State how many rows below contain the string "wall", matching case exactly, and give only that number.

→ **ENTRIES**:

= = = = =

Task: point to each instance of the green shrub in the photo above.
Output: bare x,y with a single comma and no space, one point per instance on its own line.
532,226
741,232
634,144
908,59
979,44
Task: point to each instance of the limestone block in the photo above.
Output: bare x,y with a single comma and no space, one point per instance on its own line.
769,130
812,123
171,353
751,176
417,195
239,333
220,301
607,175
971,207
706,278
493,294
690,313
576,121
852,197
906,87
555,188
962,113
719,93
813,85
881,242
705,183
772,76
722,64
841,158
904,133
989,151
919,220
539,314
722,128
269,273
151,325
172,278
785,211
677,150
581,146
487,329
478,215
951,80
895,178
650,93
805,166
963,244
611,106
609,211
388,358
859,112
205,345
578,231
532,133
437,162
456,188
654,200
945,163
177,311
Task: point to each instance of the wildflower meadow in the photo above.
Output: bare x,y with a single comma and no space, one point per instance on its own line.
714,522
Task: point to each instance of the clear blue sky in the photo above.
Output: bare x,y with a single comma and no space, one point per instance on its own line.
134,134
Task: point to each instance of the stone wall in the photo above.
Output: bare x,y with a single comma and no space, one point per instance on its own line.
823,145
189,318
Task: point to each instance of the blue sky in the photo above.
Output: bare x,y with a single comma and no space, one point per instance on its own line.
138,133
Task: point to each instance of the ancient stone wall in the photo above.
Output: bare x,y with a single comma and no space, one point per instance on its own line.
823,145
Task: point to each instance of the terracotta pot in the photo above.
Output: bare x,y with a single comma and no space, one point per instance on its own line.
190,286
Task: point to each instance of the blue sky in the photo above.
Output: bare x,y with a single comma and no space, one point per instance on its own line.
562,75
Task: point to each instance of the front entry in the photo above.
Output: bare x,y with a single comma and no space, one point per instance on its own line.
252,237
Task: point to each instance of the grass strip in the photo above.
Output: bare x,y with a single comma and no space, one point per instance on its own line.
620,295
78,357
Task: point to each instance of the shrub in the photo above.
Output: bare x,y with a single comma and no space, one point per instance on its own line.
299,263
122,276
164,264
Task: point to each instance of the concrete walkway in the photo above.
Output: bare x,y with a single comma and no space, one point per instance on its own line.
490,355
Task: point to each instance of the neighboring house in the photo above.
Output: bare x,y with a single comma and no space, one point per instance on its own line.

= = = = =

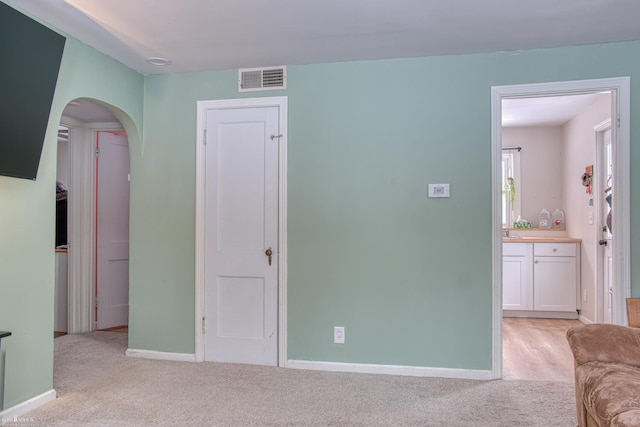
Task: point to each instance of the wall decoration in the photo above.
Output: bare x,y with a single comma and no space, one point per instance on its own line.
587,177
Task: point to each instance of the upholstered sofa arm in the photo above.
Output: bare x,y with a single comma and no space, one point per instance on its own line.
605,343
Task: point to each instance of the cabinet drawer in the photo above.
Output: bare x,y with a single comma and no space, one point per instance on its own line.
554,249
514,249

= = = = =

→ **RESPONSE BELOW**:
3